> _任务说明_:
返回数据中包含字符串“knit”的每一行，匹配时区分大小写。

图像框标注数据:
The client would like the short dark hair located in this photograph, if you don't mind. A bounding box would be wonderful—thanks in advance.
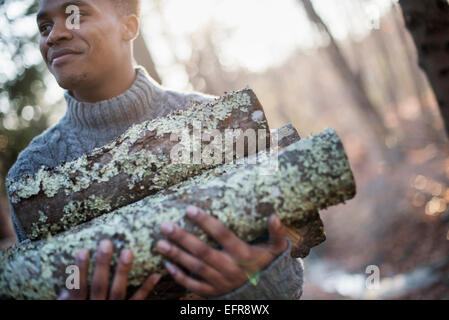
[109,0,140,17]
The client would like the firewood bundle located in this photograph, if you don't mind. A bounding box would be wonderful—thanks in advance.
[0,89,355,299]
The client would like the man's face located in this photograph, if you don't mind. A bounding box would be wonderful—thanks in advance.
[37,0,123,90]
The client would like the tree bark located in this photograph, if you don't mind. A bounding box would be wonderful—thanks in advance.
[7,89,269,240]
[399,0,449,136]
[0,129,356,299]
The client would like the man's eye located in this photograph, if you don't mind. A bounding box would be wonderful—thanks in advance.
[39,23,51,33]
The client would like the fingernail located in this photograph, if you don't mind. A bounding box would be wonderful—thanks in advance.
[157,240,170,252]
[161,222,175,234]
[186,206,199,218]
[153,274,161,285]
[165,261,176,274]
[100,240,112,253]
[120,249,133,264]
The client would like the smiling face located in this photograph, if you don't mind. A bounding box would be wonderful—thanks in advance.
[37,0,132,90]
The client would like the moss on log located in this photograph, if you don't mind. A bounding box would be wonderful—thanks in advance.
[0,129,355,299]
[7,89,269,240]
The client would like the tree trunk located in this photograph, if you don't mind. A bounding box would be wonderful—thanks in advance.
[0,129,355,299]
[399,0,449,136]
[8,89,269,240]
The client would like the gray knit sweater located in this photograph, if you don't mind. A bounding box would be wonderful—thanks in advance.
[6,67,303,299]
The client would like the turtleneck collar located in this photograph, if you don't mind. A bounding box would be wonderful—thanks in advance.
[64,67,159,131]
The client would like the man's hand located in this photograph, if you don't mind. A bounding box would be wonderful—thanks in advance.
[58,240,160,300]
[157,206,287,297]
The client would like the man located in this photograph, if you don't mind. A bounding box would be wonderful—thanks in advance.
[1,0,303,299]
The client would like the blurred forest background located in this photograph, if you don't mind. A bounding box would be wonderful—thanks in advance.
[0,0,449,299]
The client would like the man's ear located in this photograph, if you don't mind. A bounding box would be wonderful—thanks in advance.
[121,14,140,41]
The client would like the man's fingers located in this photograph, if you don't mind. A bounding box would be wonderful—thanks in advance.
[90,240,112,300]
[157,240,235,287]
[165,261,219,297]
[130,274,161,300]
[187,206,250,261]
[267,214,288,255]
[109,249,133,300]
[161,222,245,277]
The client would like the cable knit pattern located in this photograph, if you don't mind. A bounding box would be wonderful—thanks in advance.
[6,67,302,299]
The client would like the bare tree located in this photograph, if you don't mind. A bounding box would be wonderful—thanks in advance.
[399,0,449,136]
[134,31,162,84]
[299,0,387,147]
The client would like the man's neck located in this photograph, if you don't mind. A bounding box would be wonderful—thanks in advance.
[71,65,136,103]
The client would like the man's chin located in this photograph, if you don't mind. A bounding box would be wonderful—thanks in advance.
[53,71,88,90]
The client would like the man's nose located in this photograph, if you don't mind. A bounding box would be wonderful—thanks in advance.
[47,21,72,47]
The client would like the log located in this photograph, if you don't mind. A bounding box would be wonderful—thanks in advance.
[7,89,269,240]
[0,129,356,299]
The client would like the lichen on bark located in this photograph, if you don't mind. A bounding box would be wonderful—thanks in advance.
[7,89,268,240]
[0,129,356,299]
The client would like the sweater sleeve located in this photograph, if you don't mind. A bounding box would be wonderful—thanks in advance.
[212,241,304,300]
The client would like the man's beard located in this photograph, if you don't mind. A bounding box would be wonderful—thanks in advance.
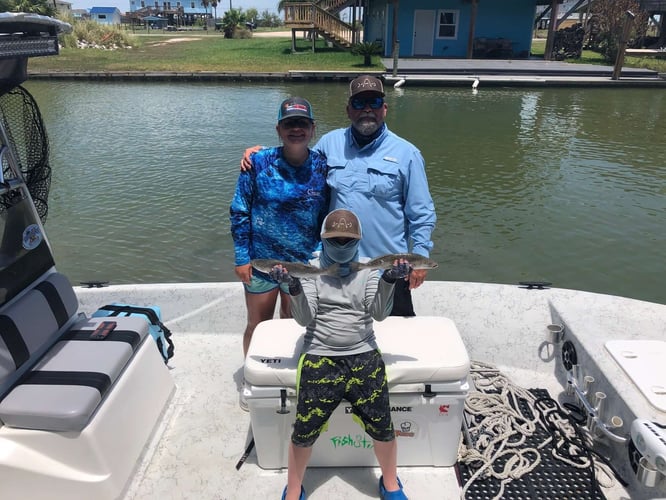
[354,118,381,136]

> _参考答案_:
The client would like the gray knit sweater located in this photograph, if you don't mind. A bounding box would be wonderful—thanks in advance.
The client would like the cable knit pattern located in this photograph, if you don't mind. A bounding box would be wonderful—thanks in advance.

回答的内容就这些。